About Midnight Stories: October is the month of spooks and things that go bump in the night, so what better than a series of scary stories to get you in the mood for Halloween? Read on.

My younger brother told me of an incident (this was in the 80s) when he, my diko and my father were getting some air outside our gates one night and three clerks who had just finished doing overtime work at the nearby budget ministry (two females and a male) ran up to them.
 
The two women clung to their necks sobbing uncontrollably and it would take my father several minutes to draw the story out of them.
 
It seems the two young ladies saw a woman standing by the side of the road as they walked past and started teasing their male companion that he was tarrying to get a better look at her.
 
Only when the young man turned to look at the woman in question did he notice that her feet were not touching the ground. He started running, with the two women bringing up the rear, as it took them some time to realize the reason.
 
Had I known about this incident sooner, I would have solved the puzzle that had been bugging me for years.

(Image entries on named regions)
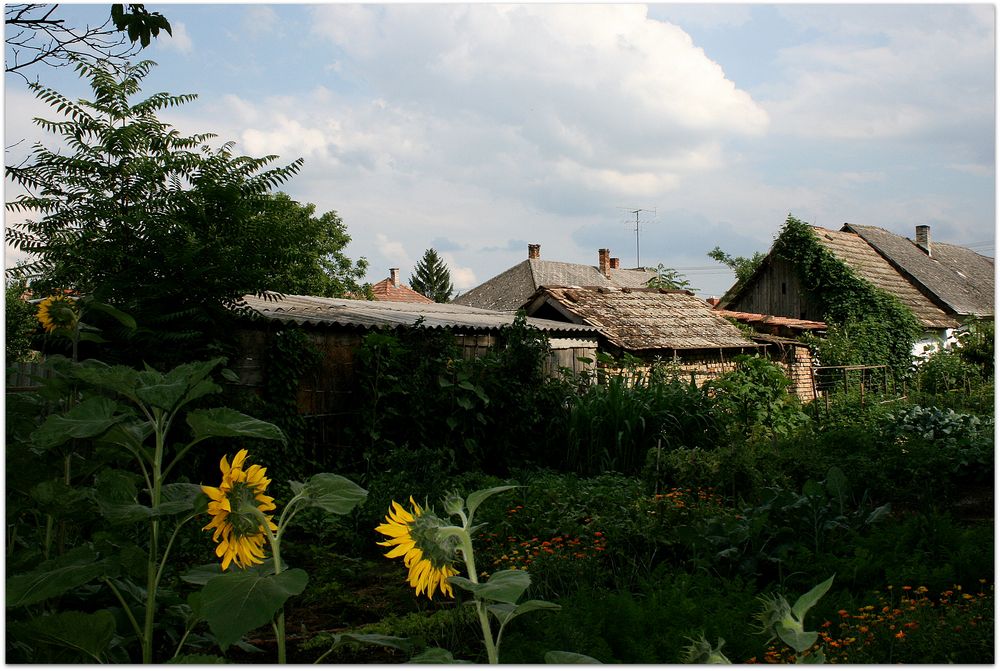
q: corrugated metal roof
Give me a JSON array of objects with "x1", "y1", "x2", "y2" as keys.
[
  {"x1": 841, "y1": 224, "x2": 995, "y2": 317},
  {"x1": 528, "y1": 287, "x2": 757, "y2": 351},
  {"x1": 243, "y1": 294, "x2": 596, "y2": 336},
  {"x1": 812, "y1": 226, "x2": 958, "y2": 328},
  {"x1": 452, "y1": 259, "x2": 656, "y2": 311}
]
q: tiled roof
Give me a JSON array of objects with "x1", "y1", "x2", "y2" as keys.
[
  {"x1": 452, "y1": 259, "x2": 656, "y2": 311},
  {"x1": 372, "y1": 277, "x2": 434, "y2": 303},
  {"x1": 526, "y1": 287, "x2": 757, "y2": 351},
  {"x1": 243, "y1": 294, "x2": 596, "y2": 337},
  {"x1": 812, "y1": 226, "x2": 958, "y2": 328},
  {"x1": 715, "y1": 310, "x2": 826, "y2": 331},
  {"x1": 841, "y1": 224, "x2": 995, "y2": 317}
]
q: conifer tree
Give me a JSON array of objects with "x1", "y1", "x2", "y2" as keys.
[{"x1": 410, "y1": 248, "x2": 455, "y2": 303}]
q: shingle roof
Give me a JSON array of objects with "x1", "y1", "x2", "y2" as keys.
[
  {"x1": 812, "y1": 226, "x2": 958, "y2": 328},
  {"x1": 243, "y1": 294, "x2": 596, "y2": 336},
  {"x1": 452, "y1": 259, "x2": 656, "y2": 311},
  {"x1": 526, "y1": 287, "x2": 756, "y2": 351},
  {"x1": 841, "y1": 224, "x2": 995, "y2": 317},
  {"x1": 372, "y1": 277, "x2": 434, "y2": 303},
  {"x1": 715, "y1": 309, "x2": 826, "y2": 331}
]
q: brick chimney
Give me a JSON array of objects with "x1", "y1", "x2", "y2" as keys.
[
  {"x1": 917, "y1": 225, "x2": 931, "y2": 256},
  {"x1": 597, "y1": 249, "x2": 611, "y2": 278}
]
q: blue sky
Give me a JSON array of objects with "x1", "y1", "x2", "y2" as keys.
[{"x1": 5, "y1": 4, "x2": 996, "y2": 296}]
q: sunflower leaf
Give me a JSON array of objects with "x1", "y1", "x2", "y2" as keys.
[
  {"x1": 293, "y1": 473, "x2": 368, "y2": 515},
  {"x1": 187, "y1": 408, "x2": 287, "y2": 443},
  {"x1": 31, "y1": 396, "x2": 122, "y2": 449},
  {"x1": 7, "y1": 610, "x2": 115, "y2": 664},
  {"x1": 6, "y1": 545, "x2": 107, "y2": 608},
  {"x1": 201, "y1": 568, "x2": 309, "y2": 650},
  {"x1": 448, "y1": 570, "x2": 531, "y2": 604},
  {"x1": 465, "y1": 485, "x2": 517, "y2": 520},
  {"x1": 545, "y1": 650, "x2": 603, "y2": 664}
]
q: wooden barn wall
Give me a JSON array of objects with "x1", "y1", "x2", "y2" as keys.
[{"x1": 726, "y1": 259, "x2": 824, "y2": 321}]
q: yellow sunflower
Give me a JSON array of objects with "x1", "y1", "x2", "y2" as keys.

Actions to take:
**a.** Translate this sentence from the ghost story into Spanish: "The two women clung to their necks sobbing uncontrollably and it would take my father several minutes to draw the story out of them."
**b.** Name every person the ghost story says was outside the gates getting some air when the clerks ran up.
**c.** Pick up the ghost story about the woman by the roadside and write what comes next.

The replies:
**a.** Las dos mujeres se aferraron a sus cuellos sollozando sin control, y a mi padre le llevaría varios minutos sacarles la historia.

**b.** My younger brother, my diko, my father

**c.**
I used have a feeling of utter desolation descend on you while you’re in the shower—like you want to break into big, fat choking sobs. I thought it was normal, that everybody felt the same thing. 
 
It usually went away by the time I toweled myself dry, but it happened every time I used my parents’ bathroom when I was in college.
 
Also, when I dozed off while studying in my parents’ bed (it’s right beside the telephone and I often needed to call up a classmate to ask about one thing or another when I did my assignments) during the daytime—I’d experience sleep paralysis. That’s when you’re awake but can’t open your eyes or move a muscle so you lie there in a panic, struggling, until you either fall back to sleep or abruptly jerk awake. 
 
Mexicans use a phrase to describe it subirse el muerto or “a dead body climbed on top of me,” because that’s how it feels when you’re in the throes of it—like you have someone on top of you that you can’t dislodge.
 
Only when I reviewed the events of the last 30 or so years and compared notes with my siblings was I able to put two and two together: was it merely sleep paralysis I’d experienced then, or something else entirely?
 
Here’s what made me ponder that: I wasn’t manic-depressive; I was a happy soul, although I liked being alone once in a while to write my poetry and contemplate the universe.
 
It could also have been sleep deprivation because I was a working student at the time and split my waking hours between a newspaper job and a full load at school that required a lot of late-night scriptwriting.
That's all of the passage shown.